DIRECTIONS FOR THIS TASK: Quote the part of the listing below that opens with the line containing "Pin the police car, one" and runs through the end of the listing.

Point placement listing:
════════════════════

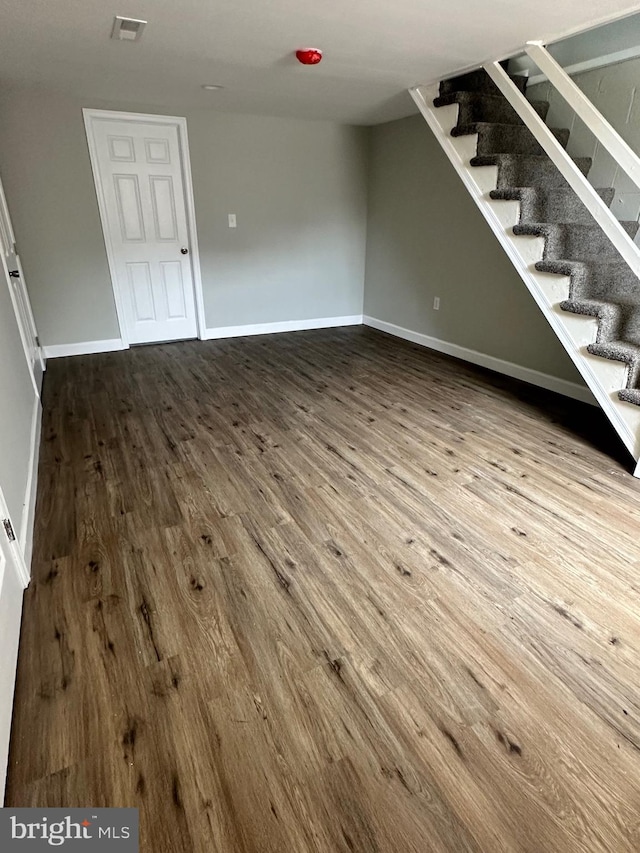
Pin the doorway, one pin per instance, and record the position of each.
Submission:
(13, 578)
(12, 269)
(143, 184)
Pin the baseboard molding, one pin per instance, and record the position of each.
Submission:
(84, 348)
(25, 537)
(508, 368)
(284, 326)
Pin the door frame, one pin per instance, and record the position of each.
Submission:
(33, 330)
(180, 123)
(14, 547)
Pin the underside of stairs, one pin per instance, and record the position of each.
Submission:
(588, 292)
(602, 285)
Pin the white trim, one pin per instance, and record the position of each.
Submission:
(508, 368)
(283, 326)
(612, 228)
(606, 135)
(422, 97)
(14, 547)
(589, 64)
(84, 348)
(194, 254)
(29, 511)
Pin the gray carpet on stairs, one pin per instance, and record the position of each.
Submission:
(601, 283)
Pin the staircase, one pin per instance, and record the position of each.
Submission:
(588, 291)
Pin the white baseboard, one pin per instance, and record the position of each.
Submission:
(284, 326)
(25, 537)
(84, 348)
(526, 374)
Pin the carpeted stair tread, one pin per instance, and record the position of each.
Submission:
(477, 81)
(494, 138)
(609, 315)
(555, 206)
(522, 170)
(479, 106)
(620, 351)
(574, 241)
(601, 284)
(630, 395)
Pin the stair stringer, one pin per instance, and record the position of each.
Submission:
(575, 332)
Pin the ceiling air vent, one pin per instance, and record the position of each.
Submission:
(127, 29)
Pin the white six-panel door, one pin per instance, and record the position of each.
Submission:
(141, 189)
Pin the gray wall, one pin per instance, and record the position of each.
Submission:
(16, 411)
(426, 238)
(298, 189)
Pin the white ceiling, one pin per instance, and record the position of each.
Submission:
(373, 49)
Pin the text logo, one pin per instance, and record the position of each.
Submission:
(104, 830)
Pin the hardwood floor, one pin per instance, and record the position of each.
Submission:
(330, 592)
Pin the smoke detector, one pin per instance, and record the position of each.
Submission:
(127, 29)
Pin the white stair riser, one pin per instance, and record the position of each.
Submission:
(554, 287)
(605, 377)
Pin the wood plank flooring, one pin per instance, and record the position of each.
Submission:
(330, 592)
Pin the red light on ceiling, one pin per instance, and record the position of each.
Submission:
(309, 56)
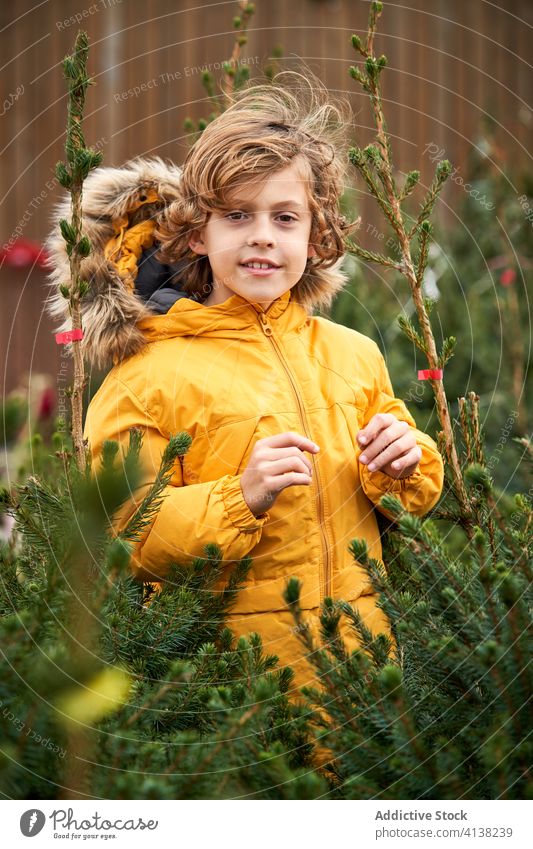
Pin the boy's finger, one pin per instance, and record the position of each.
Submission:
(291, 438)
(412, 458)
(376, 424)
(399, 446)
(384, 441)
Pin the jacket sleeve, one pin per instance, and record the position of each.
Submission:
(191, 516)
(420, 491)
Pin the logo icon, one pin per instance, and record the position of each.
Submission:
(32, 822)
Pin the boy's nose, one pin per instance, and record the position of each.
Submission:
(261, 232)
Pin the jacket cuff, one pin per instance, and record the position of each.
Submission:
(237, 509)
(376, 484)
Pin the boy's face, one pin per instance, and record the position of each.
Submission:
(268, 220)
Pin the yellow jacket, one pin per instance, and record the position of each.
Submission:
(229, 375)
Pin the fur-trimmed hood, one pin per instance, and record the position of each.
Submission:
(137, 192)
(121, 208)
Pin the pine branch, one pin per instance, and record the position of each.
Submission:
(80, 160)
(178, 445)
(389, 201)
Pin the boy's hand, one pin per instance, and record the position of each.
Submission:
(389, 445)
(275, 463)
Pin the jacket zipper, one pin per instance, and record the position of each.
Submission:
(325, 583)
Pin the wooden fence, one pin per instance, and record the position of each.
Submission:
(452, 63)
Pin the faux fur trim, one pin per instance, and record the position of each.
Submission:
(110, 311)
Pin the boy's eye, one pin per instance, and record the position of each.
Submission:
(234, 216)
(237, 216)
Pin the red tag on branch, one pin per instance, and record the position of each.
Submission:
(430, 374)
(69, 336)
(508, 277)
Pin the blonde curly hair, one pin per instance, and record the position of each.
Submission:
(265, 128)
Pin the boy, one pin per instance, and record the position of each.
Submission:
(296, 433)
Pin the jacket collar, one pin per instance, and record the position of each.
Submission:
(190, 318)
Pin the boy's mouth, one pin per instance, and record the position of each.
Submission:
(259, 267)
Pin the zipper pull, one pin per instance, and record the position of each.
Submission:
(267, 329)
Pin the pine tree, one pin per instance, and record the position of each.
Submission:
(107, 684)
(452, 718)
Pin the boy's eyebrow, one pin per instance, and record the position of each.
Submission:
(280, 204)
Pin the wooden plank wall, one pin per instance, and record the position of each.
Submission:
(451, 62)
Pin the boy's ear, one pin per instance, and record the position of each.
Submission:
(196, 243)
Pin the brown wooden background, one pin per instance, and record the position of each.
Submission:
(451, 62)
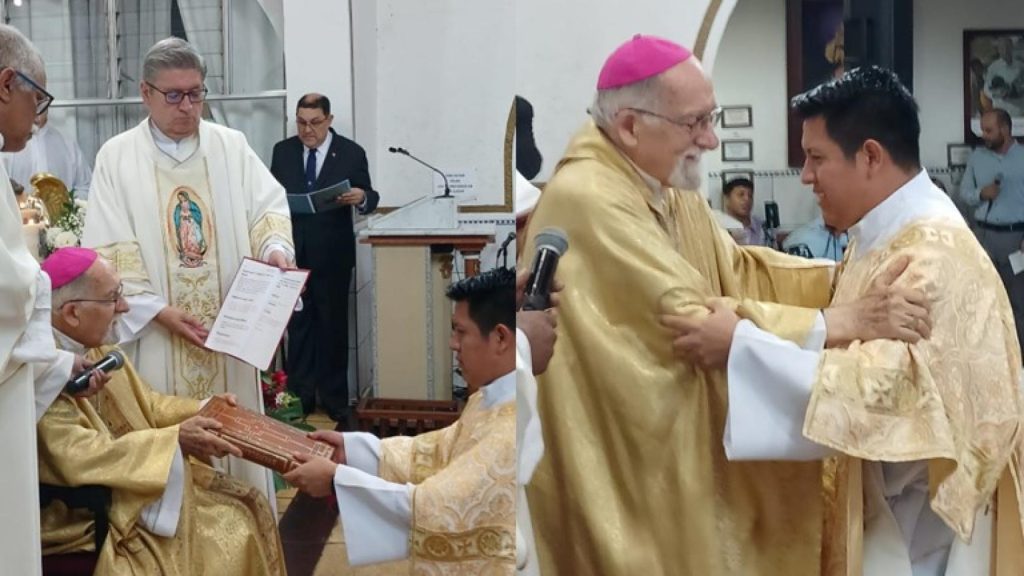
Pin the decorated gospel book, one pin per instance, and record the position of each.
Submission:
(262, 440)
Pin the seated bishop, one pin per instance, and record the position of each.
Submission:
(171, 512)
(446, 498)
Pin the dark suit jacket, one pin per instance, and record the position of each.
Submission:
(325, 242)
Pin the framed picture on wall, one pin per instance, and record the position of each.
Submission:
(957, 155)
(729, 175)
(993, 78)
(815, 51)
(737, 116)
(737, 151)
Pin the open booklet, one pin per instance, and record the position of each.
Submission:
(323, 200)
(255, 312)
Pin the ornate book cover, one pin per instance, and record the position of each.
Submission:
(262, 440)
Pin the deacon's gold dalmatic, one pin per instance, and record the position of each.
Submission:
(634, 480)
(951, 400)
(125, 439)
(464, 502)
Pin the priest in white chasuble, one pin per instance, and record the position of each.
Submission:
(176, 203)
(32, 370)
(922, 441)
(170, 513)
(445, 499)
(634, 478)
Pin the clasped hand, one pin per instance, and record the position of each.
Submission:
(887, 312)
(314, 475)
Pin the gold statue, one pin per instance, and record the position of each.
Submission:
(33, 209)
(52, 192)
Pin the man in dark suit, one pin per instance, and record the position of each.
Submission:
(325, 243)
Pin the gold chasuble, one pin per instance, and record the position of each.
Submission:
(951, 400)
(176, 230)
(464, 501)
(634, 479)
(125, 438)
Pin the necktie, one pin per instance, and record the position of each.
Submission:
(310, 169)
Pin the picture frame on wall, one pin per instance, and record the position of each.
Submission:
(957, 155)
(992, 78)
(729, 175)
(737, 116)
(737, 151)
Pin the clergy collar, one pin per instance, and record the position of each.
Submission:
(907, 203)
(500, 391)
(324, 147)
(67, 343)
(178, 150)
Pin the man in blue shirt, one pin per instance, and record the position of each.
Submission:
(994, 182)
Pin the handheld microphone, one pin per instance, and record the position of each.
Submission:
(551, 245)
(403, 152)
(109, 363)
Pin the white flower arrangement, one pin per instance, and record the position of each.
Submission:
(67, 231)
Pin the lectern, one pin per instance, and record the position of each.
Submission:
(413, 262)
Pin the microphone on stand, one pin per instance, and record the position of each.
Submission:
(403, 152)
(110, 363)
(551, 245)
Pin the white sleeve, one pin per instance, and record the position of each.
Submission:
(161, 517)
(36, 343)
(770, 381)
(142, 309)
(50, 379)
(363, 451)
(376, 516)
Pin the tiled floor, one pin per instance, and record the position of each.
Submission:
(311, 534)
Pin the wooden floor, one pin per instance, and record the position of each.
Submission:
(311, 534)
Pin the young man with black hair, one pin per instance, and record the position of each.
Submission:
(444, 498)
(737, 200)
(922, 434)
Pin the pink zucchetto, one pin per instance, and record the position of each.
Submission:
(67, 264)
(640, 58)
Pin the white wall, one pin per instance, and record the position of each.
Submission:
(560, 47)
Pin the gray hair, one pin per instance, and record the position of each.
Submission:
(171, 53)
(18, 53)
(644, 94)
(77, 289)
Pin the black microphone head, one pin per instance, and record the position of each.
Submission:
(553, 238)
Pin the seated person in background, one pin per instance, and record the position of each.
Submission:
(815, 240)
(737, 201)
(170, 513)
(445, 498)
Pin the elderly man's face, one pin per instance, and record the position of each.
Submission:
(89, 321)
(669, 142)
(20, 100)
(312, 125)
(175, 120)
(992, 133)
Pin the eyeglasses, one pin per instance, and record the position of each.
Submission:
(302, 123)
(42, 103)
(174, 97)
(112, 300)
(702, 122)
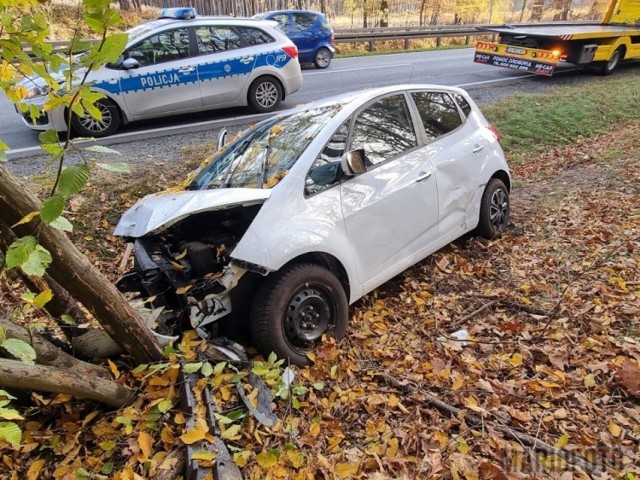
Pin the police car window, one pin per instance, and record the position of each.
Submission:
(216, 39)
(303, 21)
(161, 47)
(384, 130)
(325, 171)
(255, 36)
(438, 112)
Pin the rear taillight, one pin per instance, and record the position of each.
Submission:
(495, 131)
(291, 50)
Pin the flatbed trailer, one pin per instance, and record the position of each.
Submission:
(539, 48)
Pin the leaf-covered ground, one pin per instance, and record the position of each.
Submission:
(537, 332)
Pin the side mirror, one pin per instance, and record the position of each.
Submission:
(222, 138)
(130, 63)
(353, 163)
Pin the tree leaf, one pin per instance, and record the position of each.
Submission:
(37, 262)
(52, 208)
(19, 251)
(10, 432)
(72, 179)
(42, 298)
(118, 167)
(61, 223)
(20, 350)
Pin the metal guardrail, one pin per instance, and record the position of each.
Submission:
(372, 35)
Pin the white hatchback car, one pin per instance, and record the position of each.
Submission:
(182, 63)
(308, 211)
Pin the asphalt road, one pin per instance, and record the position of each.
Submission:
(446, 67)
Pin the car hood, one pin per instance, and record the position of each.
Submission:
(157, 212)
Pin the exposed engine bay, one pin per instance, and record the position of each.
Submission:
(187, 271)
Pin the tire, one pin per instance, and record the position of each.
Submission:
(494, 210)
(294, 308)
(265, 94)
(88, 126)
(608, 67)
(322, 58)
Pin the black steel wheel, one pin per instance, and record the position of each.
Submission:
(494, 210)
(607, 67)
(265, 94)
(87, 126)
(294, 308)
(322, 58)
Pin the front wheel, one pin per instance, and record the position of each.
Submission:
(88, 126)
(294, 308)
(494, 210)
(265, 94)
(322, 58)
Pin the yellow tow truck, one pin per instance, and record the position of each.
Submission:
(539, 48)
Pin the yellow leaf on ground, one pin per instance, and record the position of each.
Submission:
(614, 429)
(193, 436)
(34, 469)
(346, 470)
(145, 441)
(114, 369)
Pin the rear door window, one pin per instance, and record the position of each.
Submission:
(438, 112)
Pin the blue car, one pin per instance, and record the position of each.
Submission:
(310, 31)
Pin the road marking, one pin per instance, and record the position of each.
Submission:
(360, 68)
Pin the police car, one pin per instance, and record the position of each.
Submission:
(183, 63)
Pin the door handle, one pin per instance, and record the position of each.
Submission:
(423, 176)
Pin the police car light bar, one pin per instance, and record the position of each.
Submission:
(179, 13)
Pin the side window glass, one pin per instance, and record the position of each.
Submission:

════════════════════

OUTPUT OF THE EXERCISE:
Pin the police car, one pin per instance, and record the position of each.
Submission:
(183, 63)
Pin the door handle, one pin per instance, and record the position of each.
Submission:
(423, 176)
Pin the police car light bar, one pin per instance, and record the position of each.
Submission:
(179, 13)
Pin the side window glass, one pin per instance, and record the position of each.
Submission:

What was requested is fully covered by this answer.